Restate word for word only the lines from the one with "Expected: for every instance of the person" through the end of the records; no pictures belong in the copy.

--- START ---

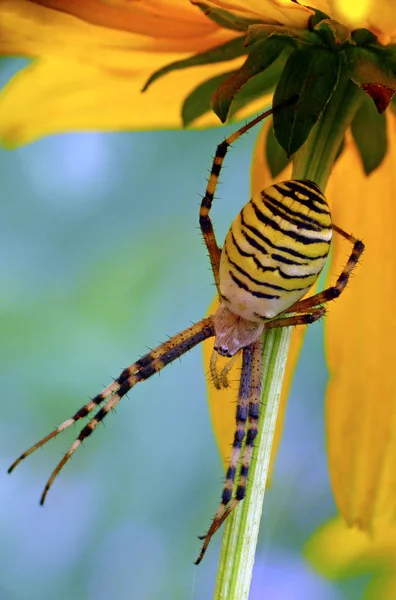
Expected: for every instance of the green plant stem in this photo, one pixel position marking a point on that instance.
(314, 161)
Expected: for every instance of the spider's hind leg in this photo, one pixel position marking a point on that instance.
(247, 410)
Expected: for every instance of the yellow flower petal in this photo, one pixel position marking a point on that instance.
(337, 551)
(382, 587)
(279, 12)
(33, 30)
(55, 95)
(377, 15)
(222, 403)
(360, 342)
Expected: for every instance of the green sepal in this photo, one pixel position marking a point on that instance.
(261, 56)
(224, 18)
(316, 18)
(259, 33)
(224, 52)
(198, 102)
(312, 76)
(334, 34)
(369, 132)
(367, 66)
(363, 37)
(276, 157)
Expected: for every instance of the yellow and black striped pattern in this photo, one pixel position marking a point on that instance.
(275, 250)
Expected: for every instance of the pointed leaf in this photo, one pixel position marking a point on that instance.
(197, 102)
(369, 132)
(276, 157)
(259, 33)
(380, 94)
(260, 57)
(228, 51)
(317, 18)
(334, 34)
(258, 86)
(367, 66)
(313, 76)
(224, 18)
(363, 37)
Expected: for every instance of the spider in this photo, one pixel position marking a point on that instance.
(272, 255)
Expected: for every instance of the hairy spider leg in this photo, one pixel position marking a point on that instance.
(205, 221)
(308, 311)
(248, 409)
(145, 367)
(334, 291)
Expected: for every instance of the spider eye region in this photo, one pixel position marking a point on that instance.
(233, 332)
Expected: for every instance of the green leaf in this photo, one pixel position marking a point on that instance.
(363, 37)
(313, 76)
(276, 157)
(224, 18)
(261, 84)
(369, 132)
(333, 34)
(197, 102)
(367, 66)
(260, 57)
(259, 33)
(223, 53)
(316, 18)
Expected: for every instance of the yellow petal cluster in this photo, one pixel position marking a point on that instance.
(377, 15)
(93, 58)
(359, 339)
(338, 552)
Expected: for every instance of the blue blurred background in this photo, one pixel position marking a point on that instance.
(101, 258)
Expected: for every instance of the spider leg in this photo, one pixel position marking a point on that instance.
(334, 291)
(305, 318)
(141, 370)
(221, 379)
(248, 408)
(205, 221)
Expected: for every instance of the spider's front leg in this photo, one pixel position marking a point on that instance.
(145, 367)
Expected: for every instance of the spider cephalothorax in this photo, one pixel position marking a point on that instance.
(272, 255)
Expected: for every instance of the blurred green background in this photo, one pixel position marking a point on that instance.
(101, 258)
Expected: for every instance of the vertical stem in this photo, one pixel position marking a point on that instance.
(314, 161)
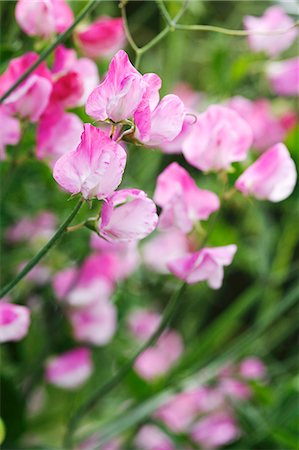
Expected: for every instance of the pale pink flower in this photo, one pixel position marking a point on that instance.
(95, 168)
(273, 19)
(271, 177)
(284, 76)
(163, 248)
(252, 368)
(10, 131)
(266, 128)
(95, 324)
(119, 95)
(215, 430)
(70, 369)
(218, 138)
(43, 17)
(150, 437)
(102, 38)
(182, 202)
(14, 322)
(204, 265)
(128, 215)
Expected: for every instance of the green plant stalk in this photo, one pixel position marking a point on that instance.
(36, 259)
(45, 53)
(119, 376)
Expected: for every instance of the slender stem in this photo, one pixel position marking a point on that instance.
(119, 376)
(45, 53)
(36, 259)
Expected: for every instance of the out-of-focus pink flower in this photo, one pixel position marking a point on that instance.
(157, 360)
(10, 131)
(71, 369)
(95, 324)
(43, 17)
(206, 264)
(284, 76)
(271, 177)
(95, 168)
(102, 38)
(252, 368)
(14, 322)
(57, 133)
(218, 138)
(128, 215)
(215, 430)
(182, 201)
(143, 323)
(266, 128)
(272, 20)
(150, 437)
(119, 95)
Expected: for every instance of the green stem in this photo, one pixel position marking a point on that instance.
(119, 376)
(36, 259)
(44, 54)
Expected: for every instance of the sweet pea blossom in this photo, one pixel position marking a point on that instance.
(102, 38)
(218, 138)
(14, 322)
(271, 177)
(95, 168)
(128, 215)
(272, 20)
(206, 264)
(182, 202)
(119, 95)
(43, 17)
(70, 369)
(284, 76)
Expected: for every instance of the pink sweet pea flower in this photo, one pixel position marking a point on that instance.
(252, 368)
(150, 437)
(10, 131)
(119, 95)
(128, 215)
(182, 201)
(102, 38)
(163, 248)
(215, 430)
(284, 76)
(57, 133)
(95, 168)
(14, 322)
(206, 264)
(71, 369)
(218, 138)
(271, 177)
(273, 19)
(95, 324)
(43, 17)
(266, 128)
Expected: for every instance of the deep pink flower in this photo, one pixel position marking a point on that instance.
(71, 369)
(271, 177)
(43, 17)
(95, 168)
(128, 215)
(206, 264)
(102, 38)
(273, 19)
(284, 76)
(119, 95)
(182, 201)
(218, 138)
(14, 322)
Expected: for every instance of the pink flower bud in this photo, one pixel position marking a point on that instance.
(271, 177)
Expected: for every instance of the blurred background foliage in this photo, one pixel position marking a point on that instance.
(255, 312)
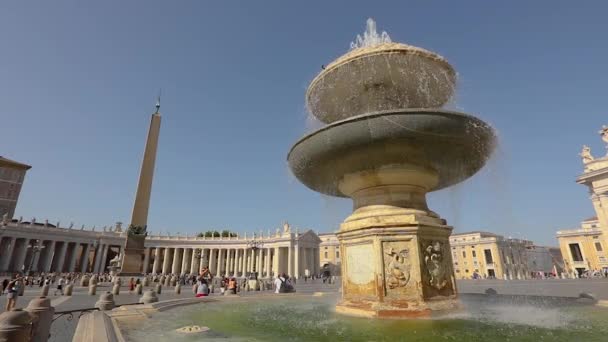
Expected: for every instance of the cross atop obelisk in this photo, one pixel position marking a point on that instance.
(136, 234)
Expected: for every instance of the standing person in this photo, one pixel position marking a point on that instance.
(60, 283)
(4, 285)
(13, 291)
(202, 289)
(278, 283)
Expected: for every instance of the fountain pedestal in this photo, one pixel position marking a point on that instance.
(396, 256)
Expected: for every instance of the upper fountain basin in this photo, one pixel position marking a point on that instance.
(453, 145)
(388, 76)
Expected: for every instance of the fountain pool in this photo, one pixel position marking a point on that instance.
(307, 318)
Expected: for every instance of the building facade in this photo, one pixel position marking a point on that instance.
(488, 255)
(12, 175)
(329, 253)
(79, 250)
(583, 248)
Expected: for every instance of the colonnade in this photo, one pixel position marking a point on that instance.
(20, 254)
(232, 262)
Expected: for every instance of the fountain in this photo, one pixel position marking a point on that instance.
(386, 144)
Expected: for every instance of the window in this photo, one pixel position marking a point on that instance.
(598, 246)
(575, 251)
(488, 255)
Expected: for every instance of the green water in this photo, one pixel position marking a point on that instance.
(313, 319)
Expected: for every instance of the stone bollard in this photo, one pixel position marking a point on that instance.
(45, 290)
(105, 302)
(42, 312)
(84, 281)
(68, 290)
(148, 297)
(15, 325)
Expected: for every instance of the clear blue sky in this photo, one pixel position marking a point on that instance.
(77, 86)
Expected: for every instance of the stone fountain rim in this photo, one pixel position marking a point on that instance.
(384, 48)
(381, 113)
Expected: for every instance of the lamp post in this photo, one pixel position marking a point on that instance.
(35, 250)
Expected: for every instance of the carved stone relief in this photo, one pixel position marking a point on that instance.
(435, 263)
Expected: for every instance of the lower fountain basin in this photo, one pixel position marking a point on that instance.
(452, 145)
(306, 318)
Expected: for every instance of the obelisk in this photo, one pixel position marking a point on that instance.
(136, 233)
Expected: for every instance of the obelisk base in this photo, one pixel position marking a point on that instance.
(133, 258)
(396, 264)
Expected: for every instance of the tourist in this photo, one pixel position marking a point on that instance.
(203, 289)
(13, 291)
(279, 283)
(60, 286)
(4, 285)
(232, 286)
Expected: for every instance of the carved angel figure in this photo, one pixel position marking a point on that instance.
(398, 268)
(586, 154)
(433, 259)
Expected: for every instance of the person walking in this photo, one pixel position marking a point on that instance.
(60, 283)
(131, 285)
(13, 291)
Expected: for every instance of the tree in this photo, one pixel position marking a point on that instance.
(215, 233)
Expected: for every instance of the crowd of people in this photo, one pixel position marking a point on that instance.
(202, 284)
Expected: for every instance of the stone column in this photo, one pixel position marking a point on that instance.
(84, 259)
(186, 261)
(228, 261)
(6, 258)
(194, 261)
(177, 261)
(213, 261)
(97, 260)
(73, 254)
(59, 260)
(290, 261)
(157, 256)
(317, 261)
(239, 261)
(259, 266)
(220, 262)
(36, 256)
(48, 260)
(104, 259)
(267, 262)
(146, 265)
(167, 261)
(21, 254)
(275, 261)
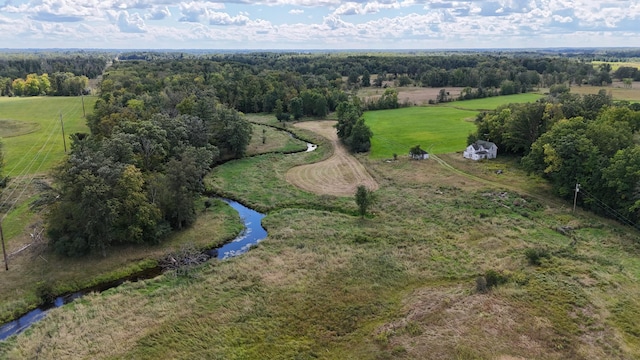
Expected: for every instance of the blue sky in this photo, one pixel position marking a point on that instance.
(325, 24)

--- END ---

## Solution for this exercise
Expected: for every instance of the person walking in this photo, one pixel position marking a point on that instance.
(60, 283)
(131, 285)
(13, 291)
Expected: for every instance of the tree in this photo, one pixel position marking a point on that instance.
(215, 233)
Expected: for every instance of the crowd of people in this photo, one pixel position marking a point on that instance.
(202, 284)
Expected: for every instance of the stone column in this photo, one pixel position marking a point on that instance.
(84, 259)
(186, 261)
(228, 261)
(6, 258)
(194, 261)
(177, 261)
(213, 261)
(97, 260)
(73, 254)
(59, 260)
(290, 261)
(157, 256)
(317, 261)
(239, 261)
(259, 266)
(220, 262)
(36, 256)
(48, 260)
(104, 259)
(267, 262)
(146, 265)
(167, 261)
(21, 254)
(275, 261)
Expected: for every instance of the blue sky in this photo, one pixel position marking a point on that instance.
(325, 24)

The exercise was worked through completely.